DATA SUPPLIED:

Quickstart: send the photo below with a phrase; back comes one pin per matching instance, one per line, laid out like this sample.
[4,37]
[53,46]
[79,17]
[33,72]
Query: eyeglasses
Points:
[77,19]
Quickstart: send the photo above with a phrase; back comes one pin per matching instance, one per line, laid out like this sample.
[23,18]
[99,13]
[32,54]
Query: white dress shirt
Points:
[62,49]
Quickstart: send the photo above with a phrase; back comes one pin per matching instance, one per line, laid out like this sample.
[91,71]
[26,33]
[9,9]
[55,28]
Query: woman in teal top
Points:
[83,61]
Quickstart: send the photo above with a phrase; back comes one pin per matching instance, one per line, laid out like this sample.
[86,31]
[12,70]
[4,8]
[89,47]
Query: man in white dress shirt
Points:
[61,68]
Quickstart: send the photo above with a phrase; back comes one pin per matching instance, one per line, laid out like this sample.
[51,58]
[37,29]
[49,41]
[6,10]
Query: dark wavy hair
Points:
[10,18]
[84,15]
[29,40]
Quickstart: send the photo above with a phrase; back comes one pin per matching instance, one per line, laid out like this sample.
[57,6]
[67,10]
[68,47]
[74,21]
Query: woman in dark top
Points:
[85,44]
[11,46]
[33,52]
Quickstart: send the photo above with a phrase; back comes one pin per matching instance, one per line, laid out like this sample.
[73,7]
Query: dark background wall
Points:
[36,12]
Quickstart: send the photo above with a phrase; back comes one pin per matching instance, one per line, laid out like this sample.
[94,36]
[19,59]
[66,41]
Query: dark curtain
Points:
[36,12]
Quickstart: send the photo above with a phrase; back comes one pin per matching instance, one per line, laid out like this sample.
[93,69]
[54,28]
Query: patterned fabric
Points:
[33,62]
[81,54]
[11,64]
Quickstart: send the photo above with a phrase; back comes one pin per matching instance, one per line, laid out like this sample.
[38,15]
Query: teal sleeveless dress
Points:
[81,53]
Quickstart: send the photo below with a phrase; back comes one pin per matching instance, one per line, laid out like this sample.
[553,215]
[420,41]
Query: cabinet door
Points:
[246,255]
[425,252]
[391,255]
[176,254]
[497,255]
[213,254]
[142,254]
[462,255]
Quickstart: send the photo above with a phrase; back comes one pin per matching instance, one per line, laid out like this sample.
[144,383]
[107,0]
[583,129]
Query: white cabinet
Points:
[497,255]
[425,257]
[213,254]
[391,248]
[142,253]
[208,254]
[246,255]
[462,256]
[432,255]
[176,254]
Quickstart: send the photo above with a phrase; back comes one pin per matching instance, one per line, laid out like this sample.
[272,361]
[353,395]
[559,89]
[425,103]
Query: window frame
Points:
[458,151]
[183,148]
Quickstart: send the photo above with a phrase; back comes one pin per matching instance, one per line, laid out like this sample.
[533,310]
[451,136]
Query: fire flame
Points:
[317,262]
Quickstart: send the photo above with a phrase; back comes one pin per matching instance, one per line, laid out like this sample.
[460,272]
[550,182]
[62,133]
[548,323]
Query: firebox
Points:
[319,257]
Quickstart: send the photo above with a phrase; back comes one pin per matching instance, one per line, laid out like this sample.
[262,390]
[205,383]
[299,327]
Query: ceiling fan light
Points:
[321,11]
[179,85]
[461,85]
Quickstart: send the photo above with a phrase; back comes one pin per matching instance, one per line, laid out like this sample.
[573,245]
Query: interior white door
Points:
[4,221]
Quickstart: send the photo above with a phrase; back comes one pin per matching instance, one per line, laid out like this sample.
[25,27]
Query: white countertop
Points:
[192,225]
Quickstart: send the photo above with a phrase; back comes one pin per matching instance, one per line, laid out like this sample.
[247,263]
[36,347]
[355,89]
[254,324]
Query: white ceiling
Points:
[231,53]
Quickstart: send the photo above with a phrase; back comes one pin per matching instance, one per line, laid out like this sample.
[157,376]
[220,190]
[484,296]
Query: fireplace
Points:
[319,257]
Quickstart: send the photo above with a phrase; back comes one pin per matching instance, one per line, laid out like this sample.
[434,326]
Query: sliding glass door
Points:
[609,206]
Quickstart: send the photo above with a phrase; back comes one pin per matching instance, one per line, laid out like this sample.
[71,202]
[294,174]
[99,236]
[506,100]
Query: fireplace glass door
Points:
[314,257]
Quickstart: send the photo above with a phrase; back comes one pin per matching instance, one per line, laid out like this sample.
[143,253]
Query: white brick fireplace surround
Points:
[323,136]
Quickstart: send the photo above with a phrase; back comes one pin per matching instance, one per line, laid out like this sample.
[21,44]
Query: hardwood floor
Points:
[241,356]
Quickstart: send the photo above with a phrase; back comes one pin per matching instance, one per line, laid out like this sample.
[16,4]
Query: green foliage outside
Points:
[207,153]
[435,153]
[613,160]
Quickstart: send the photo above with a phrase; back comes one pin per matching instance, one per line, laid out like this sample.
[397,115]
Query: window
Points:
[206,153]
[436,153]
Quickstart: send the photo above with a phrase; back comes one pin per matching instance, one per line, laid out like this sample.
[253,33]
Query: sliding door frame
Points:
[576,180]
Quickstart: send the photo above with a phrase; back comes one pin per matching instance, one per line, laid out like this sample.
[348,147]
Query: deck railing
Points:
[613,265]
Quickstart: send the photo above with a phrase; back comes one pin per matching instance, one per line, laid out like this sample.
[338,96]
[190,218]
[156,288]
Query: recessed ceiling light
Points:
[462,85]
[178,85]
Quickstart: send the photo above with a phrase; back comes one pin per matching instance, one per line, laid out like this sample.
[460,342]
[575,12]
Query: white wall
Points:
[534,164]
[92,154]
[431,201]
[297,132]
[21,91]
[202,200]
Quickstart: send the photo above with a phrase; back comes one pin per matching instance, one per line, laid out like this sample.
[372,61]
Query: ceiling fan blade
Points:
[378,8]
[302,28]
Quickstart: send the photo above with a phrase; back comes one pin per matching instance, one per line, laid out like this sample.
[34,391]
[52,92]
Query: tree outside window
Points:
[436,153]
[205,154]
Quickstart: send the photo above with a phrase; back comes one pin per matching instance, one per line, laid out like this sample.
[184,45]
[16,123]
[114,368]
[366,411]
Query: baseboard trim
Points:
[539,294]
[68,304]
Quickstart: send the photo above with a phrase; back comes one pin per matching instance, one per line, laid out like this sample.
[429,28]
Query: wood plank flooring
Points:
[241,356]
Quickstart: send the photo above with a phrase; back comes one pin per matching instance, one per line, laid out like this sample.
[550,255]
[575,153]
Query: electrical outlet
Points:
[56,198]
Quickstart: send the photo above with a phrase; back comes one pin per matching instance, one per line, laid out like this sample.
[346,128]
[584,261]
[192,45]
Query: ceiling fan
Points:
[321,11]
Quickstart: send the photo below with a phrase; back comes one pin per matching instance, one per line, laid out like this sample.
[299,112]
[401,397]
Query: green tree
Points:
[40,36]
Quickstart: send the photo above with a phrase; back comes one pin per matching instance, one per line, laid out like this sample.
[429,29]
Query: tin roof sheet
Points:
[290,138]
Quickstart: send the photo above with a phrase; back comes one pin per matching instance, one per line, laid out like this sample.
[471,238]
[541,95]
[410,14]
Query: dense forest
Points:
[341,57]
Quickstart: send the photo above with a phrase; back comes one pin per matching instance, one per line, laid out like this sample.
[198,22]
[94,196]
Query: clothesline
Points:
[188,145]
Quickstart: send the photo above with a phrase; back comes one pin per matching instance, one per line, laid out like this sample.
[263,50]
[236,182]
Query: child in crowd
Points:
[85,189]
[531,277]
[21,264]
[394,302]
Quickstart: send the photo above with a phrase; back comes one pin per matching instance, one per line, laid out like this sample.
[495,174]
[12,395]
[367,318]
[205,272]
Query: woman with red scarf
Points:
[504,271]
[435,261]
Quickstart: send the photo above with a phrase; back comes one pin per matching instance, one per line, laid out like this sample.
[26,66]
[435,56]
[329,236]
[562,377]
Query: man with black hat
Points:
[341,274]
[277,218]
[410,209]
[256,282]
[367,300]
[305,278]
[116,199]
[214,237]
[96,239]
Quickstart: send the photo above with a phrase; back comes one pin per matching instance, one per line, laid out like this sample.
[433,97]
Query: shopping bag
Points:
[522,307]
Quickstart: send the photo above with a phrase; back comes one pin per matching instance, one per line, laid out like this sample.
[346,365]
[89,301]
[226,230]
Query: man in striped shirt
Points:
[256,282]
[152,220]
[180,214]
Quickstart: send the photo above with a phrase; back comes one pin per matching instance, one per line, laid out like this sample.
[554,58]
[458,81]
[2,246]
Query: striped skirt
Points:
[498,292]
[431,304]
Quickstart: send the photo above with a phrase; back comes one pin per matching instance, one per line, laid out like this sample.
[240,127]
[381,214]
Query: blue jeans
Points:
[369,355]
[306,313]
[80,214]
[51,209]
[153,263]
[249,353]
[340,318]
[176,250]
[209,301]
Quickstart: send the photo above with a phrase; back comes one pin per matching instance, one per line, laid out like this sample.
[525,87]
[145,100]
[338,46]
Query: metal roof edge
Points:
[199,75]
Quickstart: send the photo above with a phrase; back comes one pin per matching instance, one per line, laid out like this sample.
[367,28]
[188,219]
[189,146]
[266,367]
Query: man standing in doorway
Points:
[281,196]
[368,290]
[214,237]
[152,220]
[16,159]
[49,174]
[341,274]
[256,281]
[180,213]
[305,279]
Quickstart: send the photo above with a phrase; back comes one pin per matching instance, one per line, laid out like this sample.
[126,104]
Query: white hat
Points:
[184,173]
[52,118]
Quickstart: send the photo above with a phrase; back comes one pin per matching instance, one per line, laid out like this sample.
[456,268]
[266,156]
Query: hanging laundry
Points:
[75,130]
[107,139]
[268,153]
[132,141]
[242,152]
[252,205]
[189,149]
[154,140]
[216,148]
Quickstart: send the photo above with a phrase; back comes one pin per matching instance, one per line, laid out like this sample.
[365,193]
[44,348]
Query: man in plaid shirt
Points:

WHAT IS EXPECTED: Check each line of the data above for the string "cabinet", and copy the ones that have it.

ANSWER BOX:
Query: cabinet door
Query: white cabinet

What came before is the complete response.